**PROBLEM:** Reproduce only the rows that begin with the one containing "dark background? Mark that spot." and continue through the final row, requests included. Multiply every point coordinate in the answers by 0.4 and round each result to a whole number, rounding halves up.
---- PROVIDED INFORMATION
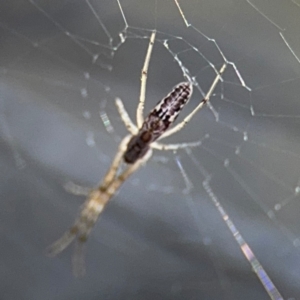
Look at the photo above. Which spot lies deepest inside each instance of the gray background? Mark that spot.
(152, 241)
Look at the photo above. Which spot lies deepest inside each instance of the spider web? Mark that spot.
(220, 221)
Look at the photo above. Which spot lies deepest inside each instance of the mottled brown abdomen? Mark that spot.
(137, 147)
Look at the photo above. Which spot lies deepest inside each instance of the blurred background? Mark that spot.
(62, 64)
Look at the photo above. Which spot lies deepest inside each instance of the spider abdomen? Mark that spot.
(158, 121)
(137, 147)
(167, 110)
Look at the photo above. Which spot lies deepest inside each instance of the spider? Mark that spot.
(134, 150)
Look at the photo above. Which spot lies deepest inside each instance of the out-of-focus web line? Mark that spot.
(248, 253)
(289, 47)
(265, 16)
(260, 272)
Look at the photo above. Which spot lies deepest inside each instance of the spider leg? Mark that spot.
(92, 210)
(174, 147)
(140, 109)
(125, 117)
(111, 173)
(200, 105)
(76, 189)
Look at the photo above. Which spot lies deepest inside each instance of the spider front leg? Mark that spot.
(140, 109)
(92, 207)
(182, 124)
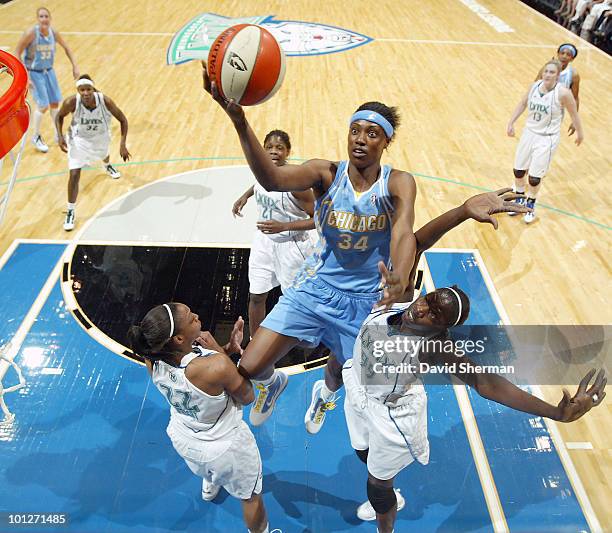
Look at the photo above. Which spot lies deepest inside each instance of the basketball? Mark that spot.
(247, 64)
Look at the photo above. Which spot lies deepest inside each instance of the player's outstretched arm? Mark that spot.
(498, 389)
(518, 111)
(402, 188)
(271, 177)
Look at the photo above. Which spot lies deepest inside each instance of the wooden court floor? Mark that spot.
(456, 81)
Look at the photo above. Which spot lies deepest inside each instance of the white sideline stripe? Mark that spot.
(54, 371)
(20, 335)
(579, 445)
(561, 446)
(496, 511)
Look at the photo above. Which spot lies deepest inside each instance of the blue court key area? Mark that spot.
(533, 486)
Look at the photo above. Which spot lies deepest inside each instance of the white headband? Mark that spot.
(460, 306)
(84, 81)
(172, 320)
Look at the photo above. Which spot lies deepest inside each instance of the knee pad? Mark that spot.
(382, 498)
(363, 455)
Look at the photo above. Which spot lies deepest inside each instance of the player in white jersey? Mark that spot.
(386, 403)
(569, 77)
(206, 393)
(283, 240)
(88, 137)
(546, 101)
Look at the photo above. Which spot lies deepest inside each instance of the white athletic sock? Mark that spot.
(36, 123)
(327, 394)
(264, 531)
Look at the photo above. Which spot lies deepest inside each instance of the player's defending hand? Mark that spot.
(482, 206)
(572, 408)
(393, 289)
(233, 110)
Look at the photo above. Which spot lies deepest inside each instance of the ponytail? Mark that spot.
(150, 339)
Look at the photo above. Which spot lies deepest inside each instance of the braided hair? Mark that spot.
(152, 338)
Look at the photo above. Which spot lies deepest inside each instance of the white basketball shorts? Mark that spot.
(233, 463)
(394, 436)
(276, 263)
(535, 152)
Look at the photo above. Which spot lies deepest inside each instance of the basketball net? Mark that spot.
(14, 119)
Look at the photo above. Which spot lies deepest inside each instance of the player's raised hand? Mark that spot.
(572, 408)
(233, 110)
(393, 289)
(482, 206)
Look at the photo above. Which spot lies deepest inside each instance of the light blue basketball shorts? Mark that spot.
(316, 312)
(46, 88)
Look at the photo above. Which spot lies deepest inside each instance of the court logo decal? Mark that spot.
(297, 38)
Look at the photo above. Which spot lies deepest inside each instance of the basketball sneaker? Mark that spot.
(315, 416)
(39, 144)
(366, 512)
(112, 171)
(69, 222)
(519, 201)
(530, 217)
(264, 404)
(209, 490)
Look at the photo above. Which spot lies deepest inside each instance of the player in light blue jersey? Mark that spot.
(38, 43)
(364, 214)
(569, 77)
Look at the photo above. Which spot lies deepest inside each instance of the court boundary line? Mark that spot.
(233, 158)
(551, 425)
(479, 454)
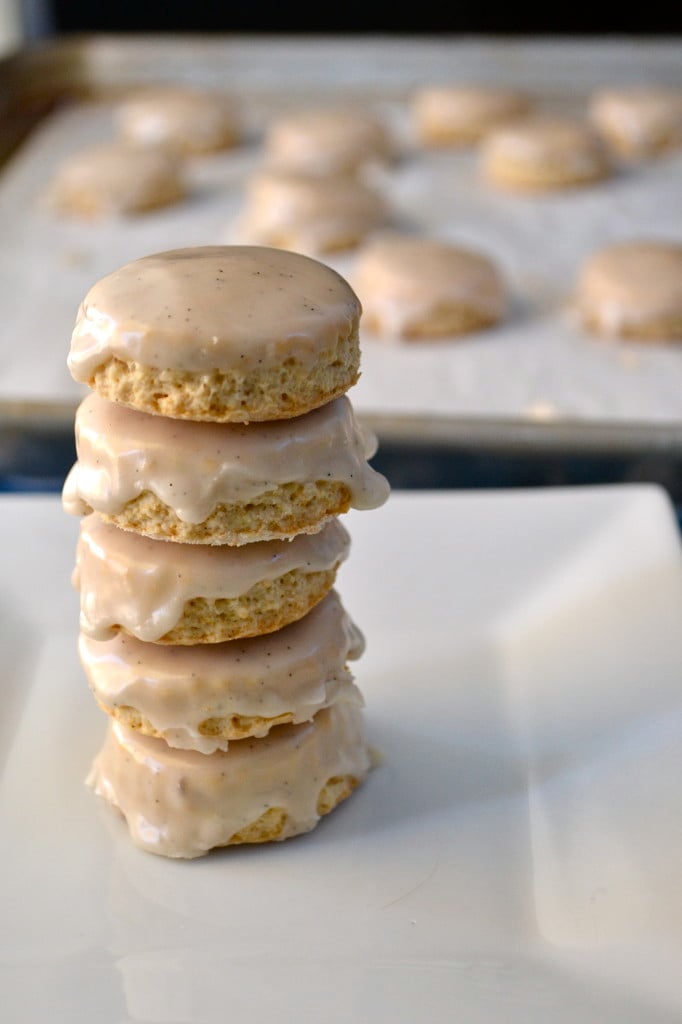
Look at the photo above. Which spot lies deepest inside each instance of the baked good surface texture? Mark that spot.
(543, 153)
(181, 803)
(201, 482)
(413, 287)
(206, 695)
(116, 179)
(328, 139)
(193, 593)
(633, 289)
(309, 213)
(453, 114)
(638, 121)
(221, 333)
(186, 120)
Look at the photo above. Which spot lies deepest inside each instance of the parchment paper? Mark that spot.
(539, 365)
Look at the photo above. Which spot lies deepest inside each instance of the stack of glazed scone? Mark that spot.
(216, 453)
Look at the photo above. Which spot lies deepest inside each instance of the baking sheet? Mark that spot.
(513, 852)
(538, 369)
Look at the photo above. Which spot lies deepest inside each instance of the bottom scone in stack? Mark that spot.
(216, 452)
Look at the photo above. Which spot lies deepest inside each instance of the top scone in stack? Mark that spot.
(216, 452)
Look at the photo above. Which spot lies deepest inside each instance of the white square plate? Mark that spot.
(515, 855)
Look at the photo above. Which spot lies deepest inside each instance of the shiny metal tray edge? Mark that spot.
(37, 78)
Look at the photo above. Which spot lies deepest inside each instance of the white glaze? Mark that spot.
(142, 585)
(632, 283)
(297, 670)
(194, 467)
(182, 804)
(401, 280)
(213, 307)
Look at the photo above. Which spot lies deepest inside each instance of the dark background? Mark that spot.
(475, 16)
--------
**THE RESPONSE:**
Look at the photo above. Which spot lies deepest inside each instance of the dark background? Mark that spot.
(190, 6)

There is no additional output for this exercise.